Coordinate labeling data

[START]

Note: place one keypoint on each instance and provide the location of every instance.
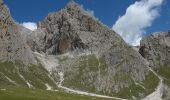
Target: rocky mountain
(156, 49)
(75, 52)
(91, 54)
(18, 65)
(12, 46)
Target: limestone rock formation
(156, 49)
(102, 62)
(12, 46)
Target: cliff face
(156, 49)
(101, 62)
(80, 47)
(73, 28)
(12, 46)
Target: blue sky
(108, 11)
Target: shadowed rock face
(111, 66)
(73, 28)
(12, 46)
(156, 49)
(101, 62)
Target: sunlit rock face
(12, 46)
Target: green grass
(150, 83)
(14, 93)
(85, 64)
(36, 75)
(90, 64)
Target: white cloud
(140, 15)
(30, 25)
(90, 11)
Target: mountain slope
(72, 51)
(12, 46)
(91, 55)
(156, 49)
(18, 65)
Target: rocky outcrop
(101, 62)
(73, 28)
(12, 46)
(156, 49)
(94, 57)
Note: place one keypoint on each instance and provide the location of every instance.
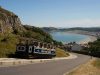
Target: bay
(66, 37)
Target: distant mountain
(90, 29)
(49, 29)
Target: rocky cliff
(9, 22)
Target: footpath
(6, 62)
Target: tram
(35, 50)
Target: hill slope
(11, 30)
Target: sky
(56, 13)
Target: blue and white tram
(36, 50)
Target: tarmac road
(58, 67)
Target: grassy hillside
(11, 31)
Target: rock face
(9, 22)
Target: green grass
(8, 46)
(96, 63)
(61, 53)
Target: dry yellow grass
(61, 53)
(86, 69)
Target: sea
(66, 37)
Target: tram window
(30, 49)
(21, 48)
(45, 45)
(41, 45)
(36, 43)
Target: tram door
(31, 48)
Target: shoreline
(84, 41)
(87, 40)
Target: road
(58, 67)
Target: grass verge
(61, 53)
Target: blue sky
(56, 13)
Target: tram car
(35, 50)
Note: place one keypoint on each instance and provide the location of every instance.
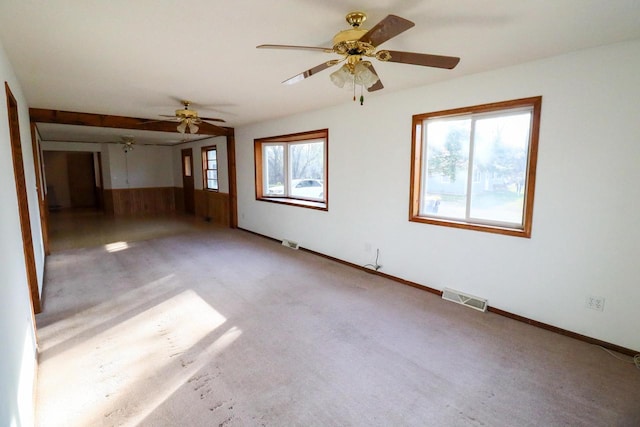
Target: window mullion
(285, 161)
(472, 132)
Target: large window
(475, 167)
(210, 168)
(292, 169)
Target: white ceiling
(137, 58)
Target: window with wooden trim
(210, 168)
(292, 169)
(475, 167)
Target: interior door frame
(189, 200)
(23, 203)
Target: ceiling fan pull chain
(354, 88)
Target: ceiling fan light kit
(357, 43)
(188, 119)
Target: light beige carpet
(216, 327)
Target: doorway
(23, 205)
(187, 181)
(72, 182)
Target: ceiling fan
(188, 119)
(357, 43)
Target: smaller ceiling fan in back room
(188, 119)
(357, 43)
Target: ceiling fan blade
(386, 29)
(284, 46)
(212, 119)
(310, 72)
(424, 59)
(377, 85)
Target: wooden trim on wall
(551, 328)
(139, 201)
(41, 115)
(213, 206)
(416, 182)
(23, 203)
(233, 183)
(42, 197)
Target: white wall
(18, 342)
(585, 234)
(220, 143)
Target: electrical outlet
(595, 303)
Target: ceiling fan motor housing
(186, 114)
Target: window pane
(306, 163)
(447, 158)
(273, 170)
(501, 145)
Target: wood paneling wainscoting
(213, 205)
(134, 201)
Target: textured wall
(585, 234)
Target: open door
(187, 181)
(23, 206)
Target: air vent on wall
(464, 299)
(290, 244)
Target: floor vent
(290, 244)
(464, 299)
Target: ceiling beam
(41, 115)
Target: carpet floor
(209, 326)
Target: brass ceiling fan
(188, 119)
(356, 44)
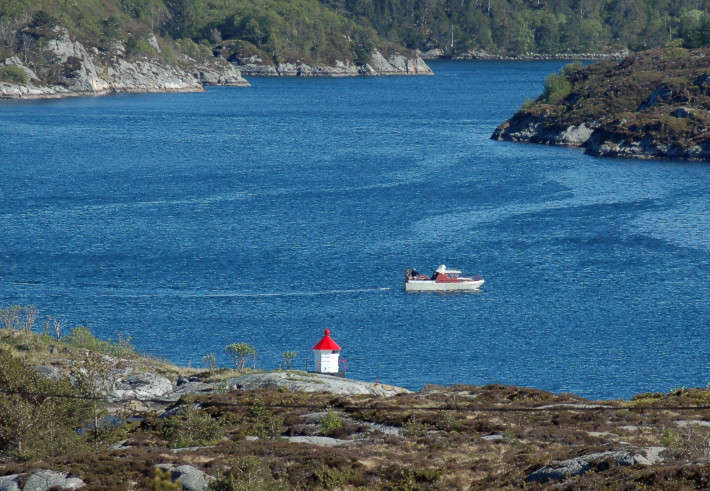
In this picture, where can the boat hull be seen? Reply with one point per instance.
(433, 286)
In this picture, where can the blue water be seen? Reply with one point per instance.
(267, 214)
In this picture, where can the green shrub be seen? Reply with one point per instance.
(33, 425)
(330, 422)
(13, 74)
(247, 474)
(258, 422)
(199, 52)
(138, 47)
(81, 337)
(557, 87)
(413, 428)
(191, 427)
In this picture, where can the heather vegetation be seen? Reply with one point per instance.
(460, 437)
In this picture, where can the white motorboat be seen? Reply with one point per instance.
(442, 280)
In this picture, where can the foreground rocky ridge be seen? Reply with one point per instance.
(211, 429)
(650, 105)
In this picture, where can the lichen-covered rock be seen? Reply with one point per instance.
(561, 470)
(191, 478)
(292, 380)
(144, 385)
(47, 479)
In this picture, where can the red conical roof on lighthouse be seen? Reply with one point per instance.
(327, 342)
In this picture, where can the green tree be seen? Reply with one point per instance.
(288, 358)
(241, 352)
(38, 416)
(93, 379)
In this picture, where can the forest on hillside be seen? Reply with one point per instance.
(321, 31)
(533, 26)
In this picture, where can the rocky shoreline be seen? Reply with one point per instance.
(437, 54)
(395, 64)
(155, 425)
(79, 71)
(650, 105)
(88, 72)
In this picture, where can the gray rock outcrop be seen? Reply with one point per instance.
(88, 73)
(41, 481)
(142, 385)
(191, 478)
(394, 64)
(295, 381)
(561, 470)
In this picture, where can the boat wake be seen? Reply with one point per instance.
(227, 294)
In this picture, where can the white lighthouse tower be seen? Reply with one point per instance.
(326, 354)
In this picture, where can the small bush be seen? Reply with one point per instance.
(330, 422)
(413, 428)
(247, 474)
(258, 422)
(13, 74)
(81, 337)
(198, 52)
(557, 87)
(191, 428)
(138, 47)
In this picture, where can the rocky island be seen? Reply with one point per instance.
(140, 48)
(79, 412)
(652, 104)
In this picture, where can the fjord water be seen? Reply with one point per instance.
(267, 214)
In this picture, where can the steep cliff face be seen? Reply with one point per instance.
(394, 64)
(78, 71)
(650, 105)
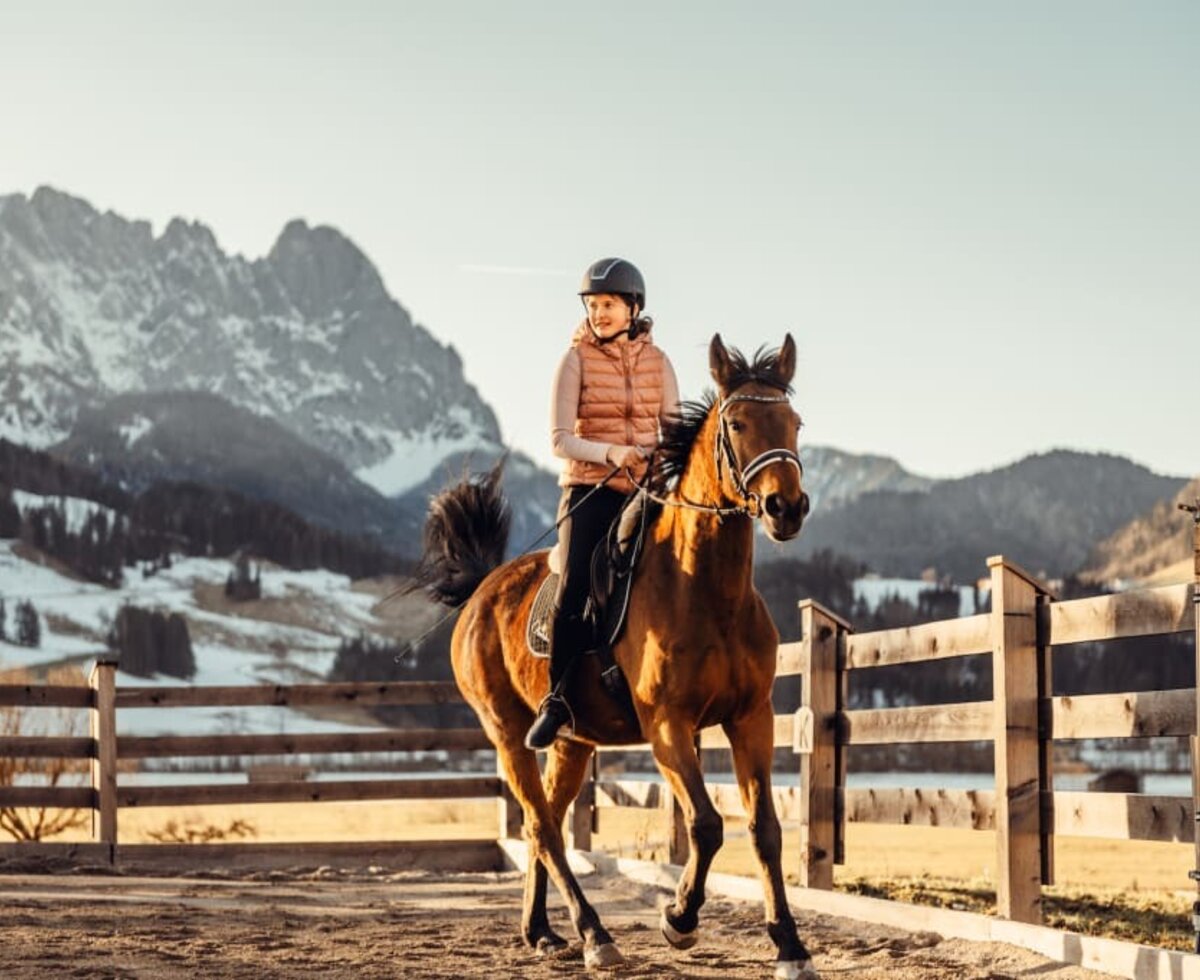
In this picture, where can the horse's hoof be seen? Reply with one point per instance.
(551, 945)
(605, 956)
(676, 938)
(796, 969)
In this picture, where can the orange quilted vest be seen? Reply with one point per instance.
(621, 401)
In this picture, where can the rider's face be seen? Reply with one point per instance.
(607, 314)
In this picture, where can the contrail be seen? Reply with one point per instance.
(513, 270)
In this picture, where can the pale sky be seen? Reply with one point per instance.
(981, 221)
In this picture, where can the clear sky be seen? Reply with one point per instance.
(981, 221)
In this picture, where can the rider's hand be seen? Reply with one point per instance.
(624, 456)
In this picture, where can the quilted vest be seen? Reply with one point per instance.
(621, 401)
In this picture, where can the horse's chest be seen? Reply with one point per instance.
(709, 680)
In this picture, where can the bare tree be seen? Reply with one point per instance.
(36, 823)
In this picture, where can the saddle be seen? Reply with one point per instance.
(612, 579)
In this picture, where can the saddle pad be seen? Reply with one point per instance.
(540, 617)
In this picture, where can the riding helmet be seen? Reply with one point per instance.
(616, 276)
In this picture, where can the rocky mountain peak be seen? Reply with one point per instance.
(91, 306)
(323, 271)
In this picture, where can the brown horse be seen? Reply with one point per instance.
(699, 647)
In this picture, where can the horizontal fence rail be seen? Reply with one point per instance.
(1021, 722)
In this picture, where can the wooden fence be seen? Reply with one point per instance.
(1021, 721)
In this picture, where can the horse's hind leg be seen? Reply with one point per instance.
(565, 770)
(676, 756)
(751, 740)
(545, 836)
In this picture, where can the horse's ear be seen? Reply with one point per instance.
(787, 360)
(719, 361)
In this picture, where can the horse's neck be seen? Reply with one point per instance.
(712, 551)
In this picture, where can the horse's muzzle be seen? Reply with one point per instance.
(783, 518)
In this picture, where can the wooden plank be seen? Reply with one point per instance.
(509, 811)
(1141, 714)
(967, 721)
(819, 769)
(411, 740)
(969, 809)
(53, 797)
(462, 855)
(930, 641)
(648, 794)
(465, 787)
(47, 747)
(581, 816)
(1045, 739)
(1015, 669)
(1121, 816)
(1167, 609)
(406, 692)
(16, 855)
(45, 696)
(102, 727)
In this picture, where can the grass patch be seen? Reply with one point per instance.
(1162, 920)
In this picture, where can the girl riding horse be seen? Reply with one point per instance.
(699, 647)
(612, 390)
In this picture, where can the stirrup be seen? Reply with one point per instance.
(552, 714)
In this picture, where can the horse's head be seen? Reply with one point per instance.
(757, 434)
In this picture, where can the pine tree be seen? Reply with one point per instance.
(29, 629)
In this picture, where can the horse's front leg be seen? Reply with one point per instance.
(753, 743)
(676, 756)
(565, 771)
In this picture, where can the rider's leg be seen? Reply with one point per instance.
(569, 633)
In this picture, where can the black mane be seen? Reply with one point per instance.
(682, 430)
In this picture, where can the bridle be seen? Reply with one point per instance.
(723, 449)
(724, 455)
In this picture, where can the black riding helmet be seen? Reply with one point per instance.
(615, 276)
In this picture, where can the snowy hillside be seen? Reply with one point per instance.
(316, 609)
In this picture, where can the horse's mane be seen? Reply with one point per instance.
(682, 430)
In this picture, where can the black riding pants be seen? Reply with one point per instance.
(577, 536)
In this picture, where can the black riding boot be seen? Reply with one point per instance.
(567, 638)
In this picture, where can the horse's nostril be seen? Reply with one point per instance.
(775, 505)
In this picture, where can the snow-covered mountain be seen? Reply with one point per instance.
(833, 478)
(94, 305)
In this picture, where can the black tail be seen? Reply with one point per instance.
(466, 534)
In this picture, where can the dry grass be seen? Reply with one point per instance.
(1133, 890)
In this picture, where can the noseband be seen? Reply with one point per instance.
(723, 449)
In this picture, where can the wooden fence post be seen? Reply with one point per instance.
(102, 728)
(1015, 675)
(820, 769)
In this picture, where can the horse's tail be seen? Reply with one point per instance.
(466, 533)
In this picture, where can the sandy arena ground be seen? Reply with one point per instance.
(333, 925)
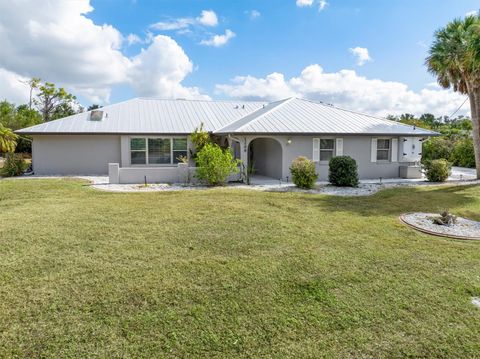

[END]

- [TASK OBJECTIVE]: Please return every line of the material above that contains the word "tram". Matching is case-sensitive.

- [RESPONSE BELOW]:
Target: tram
Target: blue and white tram
Target: tram window
Target: tram door
Target: tram car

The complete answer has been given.